**Work to complete:** Replace each "largest circle" in the lines below with "biggest circle" and give the lines again with nothing else changed, leaving the pictures out.

Items from a data source
** begin **

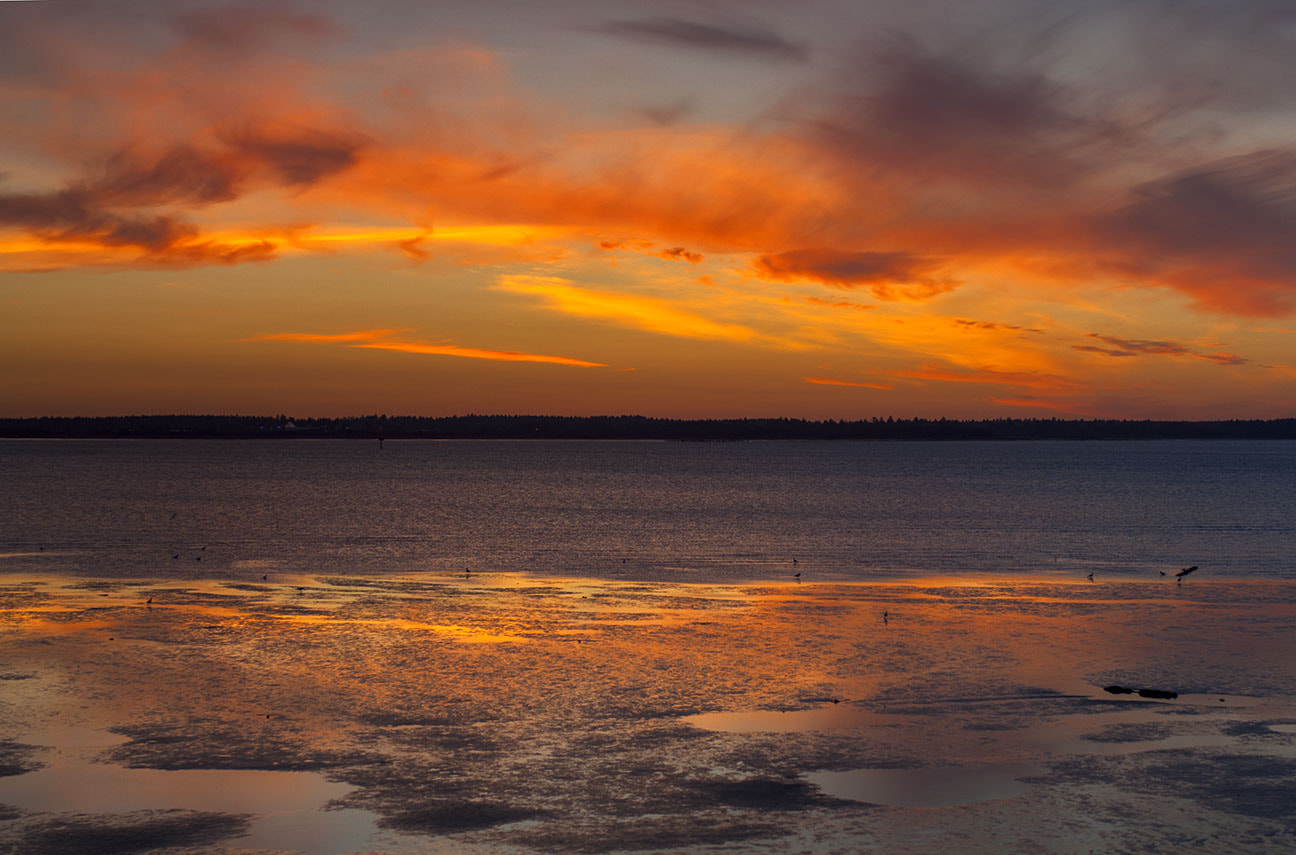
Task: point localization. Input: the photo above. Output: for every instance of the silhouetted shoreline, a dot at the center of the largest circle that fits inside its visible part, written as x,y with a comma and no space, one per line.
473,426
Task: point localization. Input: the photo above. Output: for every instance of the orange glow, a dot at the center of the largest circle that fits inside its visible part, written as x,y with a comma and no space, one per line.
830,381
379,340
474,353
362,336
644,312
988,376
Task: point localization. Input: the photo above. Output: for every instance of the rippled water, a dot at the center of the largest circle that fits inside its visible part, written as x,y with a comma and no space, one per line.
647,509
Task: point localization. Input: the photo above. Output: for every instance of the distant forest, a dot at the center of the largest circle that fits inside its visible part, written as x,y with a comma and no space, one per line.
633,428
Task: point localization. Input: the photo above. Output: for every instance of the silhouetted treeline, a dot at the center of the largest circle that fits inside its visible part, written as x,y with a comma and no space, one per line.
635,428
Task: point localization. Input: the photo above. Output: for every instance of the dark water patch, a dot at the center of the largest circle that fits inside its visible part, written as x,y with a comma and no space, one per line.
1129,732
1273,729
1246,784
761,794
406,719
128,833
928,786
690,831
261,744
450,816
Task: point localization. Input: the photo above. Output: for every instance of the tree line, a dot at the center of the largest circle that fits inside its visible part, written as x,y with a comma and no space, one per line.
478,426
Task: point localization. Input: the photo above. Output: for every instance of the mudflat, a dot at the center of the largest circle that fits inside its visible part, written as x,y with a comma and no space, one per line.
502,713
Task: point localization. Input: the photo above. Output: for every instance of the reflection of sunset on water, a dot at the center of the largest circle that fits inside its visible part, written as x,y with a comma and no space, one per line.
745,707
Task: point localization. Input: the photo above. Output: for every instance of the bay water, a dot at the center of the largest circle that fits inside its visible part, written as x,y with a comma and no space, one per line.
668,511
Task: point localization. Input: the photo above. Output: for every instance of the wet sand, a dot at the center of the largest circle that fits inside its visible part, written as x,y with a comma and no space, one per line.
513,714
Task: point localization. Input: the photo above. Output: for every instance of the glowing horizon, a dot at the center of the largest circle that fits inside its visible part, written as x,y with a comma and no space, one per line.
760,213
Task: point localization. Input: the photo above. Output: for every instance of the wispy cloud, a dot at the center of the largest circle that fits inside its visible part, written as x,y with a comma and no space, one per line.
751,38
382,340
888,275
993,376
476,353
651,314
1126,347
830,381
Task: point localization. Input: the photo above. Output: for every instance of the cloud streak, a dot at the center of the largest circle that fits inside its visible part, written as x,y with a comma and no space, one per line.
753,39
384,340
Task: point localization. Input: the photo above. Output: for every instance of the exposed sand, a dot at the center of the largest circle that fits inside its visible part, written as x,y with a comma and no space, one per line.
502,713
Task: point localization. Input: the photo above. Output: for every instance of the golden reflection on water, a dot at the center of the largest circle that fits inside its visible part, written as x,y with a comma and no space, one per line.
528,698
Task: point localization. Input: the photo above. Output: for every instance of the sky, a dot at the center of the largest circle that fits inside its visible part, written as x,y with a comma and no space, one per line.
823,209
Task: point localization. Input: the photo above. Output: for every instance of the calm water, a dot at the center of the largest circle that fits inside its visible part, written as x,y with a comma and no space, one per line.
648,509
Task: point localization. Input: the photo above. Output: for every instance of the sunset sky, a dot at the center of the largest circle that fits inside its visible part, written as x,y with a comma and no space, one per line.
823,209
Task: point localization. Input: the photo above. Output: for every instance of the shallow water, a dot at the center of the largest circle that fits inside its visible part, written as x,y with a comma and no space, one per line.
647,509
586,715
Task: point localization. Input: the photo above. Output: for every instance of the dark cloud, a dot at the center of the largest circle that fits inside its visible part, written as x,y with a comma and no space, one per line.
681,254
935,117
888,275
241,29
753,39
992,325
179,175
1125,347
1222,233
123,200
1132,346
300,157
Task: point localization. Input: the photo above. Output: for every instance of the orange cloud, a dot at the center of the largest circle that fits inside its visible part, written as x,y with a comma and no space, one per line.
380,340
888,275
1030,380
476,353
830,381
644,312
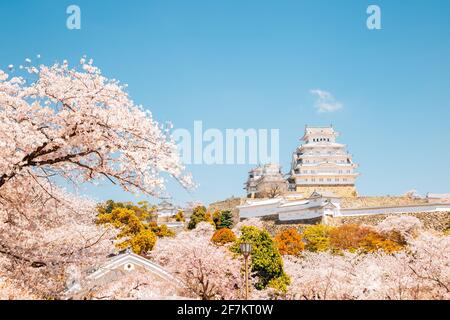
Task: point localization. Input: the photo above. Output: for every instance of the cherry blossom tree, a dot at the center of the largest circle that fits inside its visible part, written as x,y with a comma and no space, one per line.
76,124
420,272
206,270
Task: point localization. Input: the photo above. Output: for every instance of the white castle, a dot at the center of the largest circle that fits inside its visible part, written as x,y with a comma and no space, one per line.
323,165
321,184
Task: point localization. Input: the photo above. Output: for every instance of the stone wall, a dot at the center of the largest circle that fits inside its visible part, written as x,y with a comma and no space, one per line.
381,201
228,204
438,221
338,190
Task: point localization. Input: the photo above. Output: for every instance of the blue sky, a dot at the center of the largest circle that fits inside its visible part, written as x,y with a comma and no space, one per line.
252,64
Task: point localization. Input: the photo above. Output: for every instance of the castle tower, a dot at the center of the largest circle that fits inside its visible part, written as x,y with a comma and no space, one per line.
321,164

** end **

**Task response:**
Task: point localization. Input: the photo above. Output: for every instance of the silhouetted shoreline, a dot at the center of the biggest circle that fits inside its visible part, written as x,y with a comma and no space, one per line.
473,426
Task: point localization. Input: the photo above. Output: for every instance of the orange glow, a dot at the center of the biggest circle that fits inside its visible part, written as x,y with a comma and no space, one per line.
830,381
379,340
474,353
362,336
644,312
988,376
Task: point localization. Input: the photo above. Output: for every instance of the rippled water, a dot at the center of the biggest circle that fits inside its visible part, written as x,y with a comma and no space, one per line.
647,509
Task: point localization. Input: the photo above. Output: for every instance of the distant forest, a dot at the center of the biggest circle that fits inside its visible part, written as x,y with a comma and no space, one per line.
633,428
Task: point localization. Input: the photo above. Output: for every instance of the silhouetted treeline, a dot at the center of the biggest circle that fits inside its visible part, written as x,y with a comma and no space, one per line.
635,428
Task: point localization. Input: the photo above. Output: for every instance of the dark water patch, a dot at the center of the biggest circle that fits inside its visible part, written as x,y with a comma and no space, one per line.
1129,732
1273,729
1246,784
761,794
406,719
128,833
928,786
690,831
261,744
450,816
Task: point localization. Input: the photo above. Output: for every instance of the tree line, a dot at the center of the biggest circle that fits inside its visible part, written as x,y with a comma and no space, one per line.
478,426
Task: point localization. Input: the photo above. Output: for every instance of the mudflat, a dot at the center of the biggest circle that fits inside its visible part, written as x,y with a comma and no space, one per line.
502,713
Task: point localization. Input: the photo above. Output: for every instance of the reflection of sunset on water, a dot at the center of the biggest circle that fits inside its visible part, written as x,y with a comma and no space, one per line.
745,707
Task: point localization. Input: the photo above. Output: for every instance of the bay water, a dot at the center of the biggest circle that fits inside its visible part, written as x,y with a comma and no space, one per line.
668,511
Task: point localization. Input: the photo above. Output: for every instance of the wet sand, a dot at the center of the biggest circle that fits inside its visible part, written as x,y with a comma and no space, one per line.
513,714
Task: point localization. Input: the photo above. Output: for every instance of the glowing horizon, a dot at the center of the biggest circle that fits inside its visible part, written as x,y with a comma and no space, one per line.
760,213
Task: point localization. Input: the photo above. Output: for every instance of the wispy cloud, a dot at the center of the biggest circle that fits inside its visible part, written as x,y with a comma and no space, one per line.
751,38
382,340
888,275
993,376
476,353
651,314
1126,347
830,381
Task: point localization. Input: the photo above. Output: for every instance of the cloud streak, a dot at the center of the biggest circle that fits inside its visible part, written as x,y with a comma and no space, one per line.
753,39
384,340
Task: point localization. Input: the photo above. Output: for every instance of the exposed sand, a dot at the center of the biggest circle that fits inside its visible part, written as x,y with a comma and no space, one per line.
502,713
Task: point localization. Input: the photo above. Output: for every instance of the golden reflection on water, a dot at the center of the biggest circle that fits inside its visible part, written as x,y with a comma and no space, one per line.
528,698
Task: point localization. Input: the photo above. Output: for every instance of the sky, a dot at the center of the biggest circle that fits inside its visible part, written as x,y with a comma and no space, one per line.
823,209
Task: point localization. Input: the photo above. Output: for every instance of the calm water, a dot at the center of the biggest circle that fits inside its visible part, written as x,y with a comma and no space, one per line.
648,509
Task: point localization. Input: the photo above. Output: for every instance of the sunset sky, a dot at the center of the biggest circle that fits inside its visible part, written as x,y with a comma and no space, one per line.
823,209
Task: point localization. Input: the photo above. Output: for every instance of the shallow water, a dot at the center of the biggest circle that fits inside its visible part, written as x,y with a comma and no space, one per line.
647,509
586,715
Task: point localization. Input: the photo above. Output: for every instance of the dark cloud, a dot at the center of the biggest circle that fits inside its visible part, written as x,y with a comma and no space, one per line.
681,254
935,117
888,275
241,29
753,39
992,325
179,175
1125,347
1222,233
123,200
1132,346
300,157
Task: point localization. Input: the photo above. Output: for every instance of the orange cloud, a dot at the center of the biggest circle that fits inside its visible part, written as x,y with a comma and no space, one per line.
380,340
888,275
1030,380
476,353
830,381
644,312
Task: point localization. Input: the photo above. Output: for every instance of the cherry blossom tree, a dot at the center of the biggest circle that fits inside its visible part, written as x,y with a comma and no space, one per line.
76,124
420,272
206,270
Task: point localization. Input: the photo above. Output: for every instance of the white castle, a dot at the center of the biggest circle that fits inside its visible part, written as x,y with a comma and no space, one per line.
323,165
321,184
Task: point localization. Input: the photo above. Output: for every instance of the stone wall, a dot at the center of the biggest circle that fits inside its visible part, written as x,y with a comma and no space, one per line.
381,201
228,204
438,221
338,190
Task: point localization. Input: the photo above. Output: for every instance of the blue sky, a dot at the center of the biggest circle that fits inside its visible part, written as x,y with a comma and no space, one per line.
252,64
Task: point localization. Input: the photo above. Output: for every instance of the castle tower, a dot at the center of the biggest circle that fits inside its visible part, written as x,y with a comma and no space, one per line.
321,164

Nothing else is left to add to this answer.